*** Block opens ***

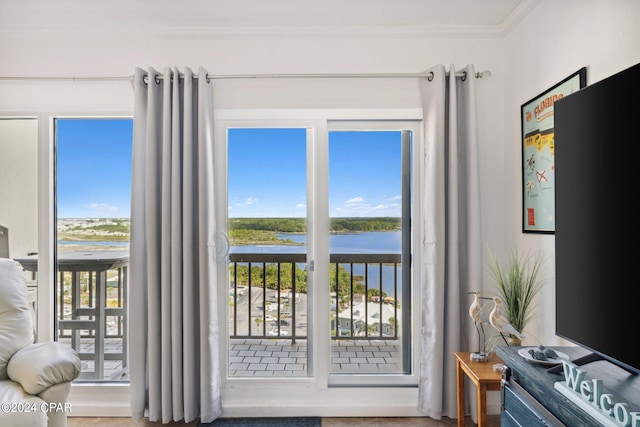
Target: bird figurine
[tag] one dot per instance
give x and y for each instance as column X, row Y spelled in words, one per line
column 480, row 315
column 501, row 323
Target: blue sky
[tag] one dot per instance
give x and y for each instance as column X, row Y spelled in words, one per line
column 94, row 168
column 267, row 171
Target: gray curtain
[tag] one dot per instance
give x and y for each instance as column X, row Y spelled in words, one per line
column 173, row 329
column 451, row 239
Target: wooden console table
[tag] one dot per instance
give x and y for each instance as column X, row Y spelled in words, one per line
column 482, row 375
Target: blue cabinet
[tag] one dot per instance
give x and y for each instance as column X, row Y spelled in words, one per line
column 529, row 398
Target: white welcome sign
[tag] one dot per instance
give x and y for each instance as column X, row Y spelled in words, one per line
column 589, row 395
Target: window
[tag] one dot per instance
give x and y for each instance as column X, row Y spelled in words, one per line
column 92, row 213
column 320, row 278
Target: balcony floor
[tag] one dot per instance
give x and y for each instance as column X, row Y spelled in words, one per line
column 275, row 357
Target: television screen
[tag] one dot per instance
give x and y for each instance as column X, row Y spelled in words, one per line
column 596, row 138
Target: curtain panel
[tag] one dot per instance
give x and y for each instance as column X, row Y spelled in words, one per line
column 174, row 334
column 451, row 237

*** Block closes ***

Task brief:
Pictures stay out of the answer; the rest of the listing above is returned exactly.

Exercise solution:
Target: bird figurine
[tag] one dot per instance
give x and y for each instance as column X, row Y spelled in words, one per line
column 480, row 315
column 501, row 323
Target: blue sky
[tag] one dot per instance
give x and y for each instance as column X, row Y spelled in words, one per line
column 94, row 168
column 267, row 171
Target: gray curtain
[tag] one dot per instance
give x and y for each instance as column X, row Y spelled in words, one per line
column 173, row 329
column 451, row 239
Target: wooden console table
[tag] one dot per instance
give x and y for each instance as column X, row Y spelled in words, one per line
column 482, row 375
Target: blue cabinet
[tag] one dot per instance
give x and y for each instance as column X, row Y spelled in words, one per line
column 529, row 398
Target: white welcome sign
[tag] one dot per instance
give x and y for each instance as column X, row Y spelled in words, one per line
column 589, row 395
Target: window
[tag] one dot per instance
give x and y for each instance as column X, row Y spelled in words, one per line
column 92, row 213
column 320, row 278
Target: balcony floor
[tag] one dot per instance
give x and y for each instance as column X, row Y spelled in words, one per line
column 275, row 357
Target: television screen
[tag] one dot per instance
give x and y for each instance as column X, row Y spelled in words, one per line
column 596, row 138
Target: curtain panel
[tag] one dot per instance
give x and y for each instance as column X, row Y spelled in words, one per line
column 174, row 334
column 451, row 237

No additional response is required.